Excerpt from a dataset
+-------+
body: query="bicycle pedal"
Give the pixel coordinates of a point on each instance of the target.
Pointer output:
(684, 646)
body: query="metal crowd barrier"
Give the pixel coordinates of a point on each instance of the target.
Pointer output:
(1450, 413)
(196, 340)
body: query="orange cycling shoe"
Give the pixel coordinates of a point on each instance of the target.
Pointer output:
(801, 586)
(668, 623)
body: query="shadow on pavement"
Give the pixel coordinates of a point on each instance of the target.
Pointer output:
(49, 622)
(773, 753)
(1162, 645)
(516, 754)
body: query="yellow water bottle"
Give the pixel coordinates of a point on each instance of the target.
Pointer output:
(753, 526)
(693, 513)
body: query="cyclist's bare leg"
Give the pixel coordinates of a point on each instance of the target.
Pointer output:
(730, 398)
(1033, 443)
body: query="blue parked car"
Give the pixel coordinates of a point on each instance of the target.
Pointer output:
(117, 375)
+-------+
- _Directions_
Reproduce every line of the listing above, requests included, but increase each pixel coordinate in the answers by 17.

- _Task result_
body: query="bicycle pedal"
Give the pixel coordinates of a point on each instance of the target.
Pointer output:
(701, 663)
body: query="metal crowd barrier"
Give the pixel coordinates of a point on each instance of the target.
Pointer output:
(1467, 430)
(213, 357)
body: query="orange cycling shoe"
Give the pixel coordinates of a point on each instance of the target.
Pointer output:
(818, 603)
(685, 640)
body: query="shadow on pavement"
Give the pixel coordinates of a point on each instance of the target.
Pointer output:
(66, 639)
(790, 770)
(1179, 662)
(533, 771)
body: query="yellow water bottle"
Give the pixel coordinates of a point on each instance of the target.
Pointer output:
(770, 543)
(710, 530)
body: query="cyclist's bare leg"
Give the pixel coordinates of a point on each instance of the target.
Pointer output:
(747, 415)
(1050, 460)
body: query="blue parked car"
Give the pixel coordinates of a point on each instance of the target.
Pointer output:
(134, 392)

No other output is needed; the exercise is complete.